Source data =

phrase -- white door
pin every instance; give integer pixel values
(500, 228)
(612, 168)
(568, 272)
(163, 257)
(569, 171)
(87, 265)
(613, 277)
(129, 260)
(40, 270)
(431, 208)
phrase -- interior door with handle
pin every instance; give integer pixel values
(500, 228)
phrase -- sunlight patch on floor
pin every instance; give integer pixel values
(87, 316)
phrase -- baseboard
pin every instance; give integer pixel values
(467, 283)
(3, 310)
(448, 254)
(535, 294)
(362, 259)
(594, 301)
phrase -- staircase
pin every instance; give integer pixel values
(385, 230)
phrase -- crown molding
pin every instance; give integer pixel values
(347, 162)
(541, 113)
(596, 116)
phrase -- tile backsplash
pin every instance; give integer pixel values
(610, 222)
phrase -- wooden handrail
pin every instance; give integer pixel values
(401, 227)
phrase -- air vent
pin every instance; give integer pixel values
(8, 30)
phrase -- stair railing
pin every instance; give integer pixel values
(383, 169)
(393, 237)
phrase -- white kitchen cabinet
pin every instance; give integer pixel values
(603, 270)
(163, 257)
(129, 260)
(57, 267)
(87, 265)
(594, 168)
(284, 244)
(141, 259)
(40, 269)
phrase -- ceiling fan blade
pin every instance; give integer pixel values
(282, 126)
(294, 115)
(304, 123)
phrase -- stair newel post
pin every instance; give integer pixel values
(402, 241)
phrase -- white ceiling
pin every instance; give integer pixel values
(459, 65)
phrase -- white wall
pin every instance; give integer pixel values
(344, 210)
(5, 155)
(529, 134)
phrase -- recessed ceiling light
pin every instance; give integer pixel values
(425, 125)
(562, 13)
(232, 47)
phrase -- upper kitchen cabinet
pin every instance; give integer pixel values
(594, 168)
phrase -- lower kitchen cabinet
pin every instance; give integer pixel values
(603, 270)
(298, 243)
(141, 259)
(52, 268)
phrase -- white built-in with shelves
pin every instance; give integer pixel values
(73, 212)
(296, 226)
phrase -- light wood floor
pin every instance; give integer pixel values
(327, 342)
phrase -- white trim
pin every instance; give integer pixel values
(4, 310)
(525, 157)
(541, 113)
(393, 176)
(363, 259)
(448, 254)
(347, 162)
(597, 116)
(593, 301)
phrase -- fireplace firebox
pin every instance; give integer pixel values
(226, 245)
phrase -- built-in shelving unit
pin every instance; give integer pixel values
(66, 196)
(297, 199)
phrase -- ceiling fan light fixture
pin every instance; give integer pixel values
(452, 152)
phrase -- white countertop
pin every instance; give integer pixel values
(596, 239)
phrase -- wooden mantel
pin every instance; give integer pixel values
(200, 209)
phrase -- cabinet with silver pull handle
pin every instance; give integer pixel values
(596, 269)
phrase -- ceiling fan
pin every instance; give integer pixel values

Your instructions = Starting at the line above that contains "phrase -- baseboard", write out each line exactly until the line that contains "phrase -- white built-in with shelves" has been written, and stop there.

Response box =
phrase -- baseboard
pin every instance; give integer pixel values
(467, 283)
(3, 310)
(448, 254)
(535, 294)
(362, 259)
(594, 301)
phrase -- staircase
pin every instance; give integer pixel values
(385, 230)
phrase -- crown molding
pin every instance; give integer pixel values
(347, 162)
(541, 113)
(596, 116)
phrase -- tile backsplash
pin every instance; give integer pixel values
(610, 222)
phrase -- wooden handrail
pin every instance; give integer pixel values
(401, 227)
phrase -- air vent
pin every instance; give integer pixel values
(8, 30)
phrase -- stair railing
pin every instance; give integer pixel values
(383, 169)
(393, 237)
phrase -- white kitchen cabinet
pin every instance; give integer pixel values
(603, 270)
(163, 257)
(129, 260)
(57, 267)
(87, 265)
(594, 168)
(284, 244)
(141, 259)
(40, 269)
phrase -- ceiling fan blade
pin every instance; give integer pixel values
(282, 126)
(294, 115)
(304, 123)
phrase -- stair newel post
pin every instance; give integer pixel values
(402, 241)
phrase -- white ceiling
pin every instance; give integer pixel values
(459, 65)
phrase -- white wall
pin every instance; give integer pixel values
(344, 210)
(5, 155)
(529, 134)
phrase -- recessed ceiling light
pin every instance; give integer pixel values
(425, 125)
(562, 13)
(232, 47)
phrase -- upper kitchen cabinet
pin every instance; give integer pixel values
(594, 168)
phrase -- lower kitchen cabinet
pin every instance; give integer pixel values
(603, 270)
(298, 243)
(141, 259)
(52, 268)
phrase -- white built-in with shelves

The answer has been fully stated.